::: Recorded information :::
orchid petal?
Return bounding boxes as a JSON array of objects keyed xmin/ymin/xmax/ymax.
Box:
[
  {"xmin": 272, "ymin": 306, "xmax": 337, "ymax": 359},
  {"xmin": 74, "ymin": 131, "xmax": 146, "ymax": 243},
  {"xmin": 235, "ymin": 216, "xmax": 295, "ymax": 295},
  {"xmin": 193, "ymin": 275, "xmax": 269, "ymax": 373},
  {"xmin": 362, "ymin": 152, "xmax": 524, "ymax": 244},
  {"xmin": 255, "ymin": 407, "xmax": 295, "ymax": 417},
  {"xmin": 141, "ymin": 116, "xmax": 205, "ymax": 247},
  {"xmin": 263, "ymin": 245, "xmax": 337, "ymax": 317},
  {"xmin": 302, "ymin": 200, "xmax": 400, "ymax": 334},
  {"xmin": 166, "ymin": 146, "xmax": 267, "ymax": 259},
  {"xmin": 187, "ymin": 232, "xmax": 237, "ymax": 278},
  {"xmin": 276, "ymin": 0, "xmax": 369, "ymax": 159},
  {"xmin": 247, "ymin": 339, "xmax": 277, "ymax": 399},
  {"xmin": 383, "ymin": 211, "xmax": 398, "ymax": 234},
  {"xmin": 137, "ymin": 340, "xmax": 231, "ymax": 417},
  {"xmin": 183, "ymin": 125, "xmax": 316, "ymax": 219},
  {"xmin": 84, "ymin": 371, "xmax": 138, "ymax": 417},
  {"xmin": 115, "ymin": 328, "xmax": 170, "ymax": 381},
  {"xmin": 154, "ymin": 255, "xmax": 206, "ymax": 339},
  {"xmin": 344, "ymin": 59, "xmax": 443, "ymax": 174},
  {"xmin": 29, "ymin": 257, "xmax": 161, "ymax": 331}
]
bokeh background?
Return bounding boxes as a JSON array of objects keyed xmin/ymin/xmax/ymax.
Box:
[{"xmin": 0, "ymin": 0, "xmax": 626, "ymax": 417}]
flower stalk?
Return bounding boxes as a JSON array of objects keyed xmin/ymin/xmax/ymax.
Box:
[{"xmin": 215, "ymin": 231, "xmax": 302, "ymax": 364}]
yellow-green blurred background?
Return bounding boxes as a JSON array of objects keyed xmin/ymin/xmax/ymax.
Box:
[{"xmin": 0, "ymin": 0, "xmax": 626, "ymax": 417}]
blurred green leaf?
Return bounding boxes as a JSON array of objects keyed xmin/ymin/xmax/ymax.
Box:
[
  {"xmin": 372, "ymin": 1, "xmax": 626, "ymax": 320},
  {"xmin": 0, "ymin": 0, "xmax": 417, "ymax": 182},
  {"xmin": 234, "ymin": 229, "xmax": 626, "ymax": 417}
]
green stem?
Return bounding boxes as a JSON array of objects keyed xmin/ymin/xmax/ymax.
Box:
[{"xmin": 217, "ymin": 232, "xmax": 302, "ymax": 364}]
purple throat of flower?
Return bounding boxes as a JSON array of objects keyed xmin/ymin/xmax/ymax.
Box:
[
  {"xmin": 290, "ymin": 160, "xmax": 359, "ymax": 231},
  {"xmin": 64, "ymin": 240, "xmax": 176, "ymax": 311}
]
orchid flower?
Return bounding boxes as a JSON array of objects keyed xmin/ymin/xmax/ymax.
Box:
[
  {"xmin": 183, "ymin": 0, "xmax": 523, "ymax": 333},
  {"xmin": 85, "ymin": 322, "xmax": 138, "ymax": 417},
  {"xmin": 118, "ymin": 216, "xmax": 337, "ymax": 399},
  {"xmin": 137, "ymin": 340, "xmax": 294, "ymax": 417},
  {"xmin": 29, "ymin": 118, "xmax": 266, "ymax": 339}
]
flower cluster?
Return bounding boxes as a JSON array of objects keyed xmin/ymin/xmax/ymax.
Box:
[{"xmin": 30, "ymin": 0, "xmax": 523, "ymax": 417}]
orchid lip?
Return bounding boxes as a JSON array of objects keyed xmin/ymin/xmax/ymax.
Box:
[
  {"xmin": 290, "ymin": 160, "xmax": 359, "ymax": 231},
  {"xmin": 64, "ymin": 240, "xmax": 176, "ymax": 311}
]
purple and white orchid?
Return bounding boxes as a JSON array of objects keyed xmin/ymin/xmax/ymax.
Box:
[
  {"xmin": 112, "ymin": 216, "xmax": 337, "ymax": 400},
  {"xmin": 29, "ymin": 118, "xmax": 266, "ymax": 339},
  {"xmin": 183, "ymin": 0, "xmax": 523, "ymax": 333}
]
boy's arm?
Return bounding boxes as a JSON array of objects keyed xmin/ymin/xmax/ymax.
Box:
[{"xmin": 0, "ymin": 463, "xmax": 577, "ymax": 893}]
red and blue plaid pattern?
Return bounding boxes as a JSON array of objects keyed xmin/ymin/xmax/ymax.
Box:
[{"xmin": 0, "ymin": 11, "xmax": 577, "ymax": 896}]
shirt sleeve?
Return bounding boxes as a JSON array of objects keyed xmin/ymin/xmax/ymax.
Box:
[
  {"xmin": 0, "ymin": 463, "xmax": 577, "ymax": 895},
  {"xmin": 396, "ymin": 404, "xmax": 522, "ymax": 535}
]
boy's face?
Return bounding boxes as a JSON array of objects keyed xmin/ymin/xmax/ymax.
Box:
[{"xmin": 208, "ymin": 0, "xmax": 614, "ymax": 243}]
:::
▶ [Brief]: From the items above, copy every line that contains the string "orchid", treating uppercase and lowercase letters as different.

▶ [Exercise result]:
orchid petal?
orchid flower?
orchid lip?
purple and white orchid?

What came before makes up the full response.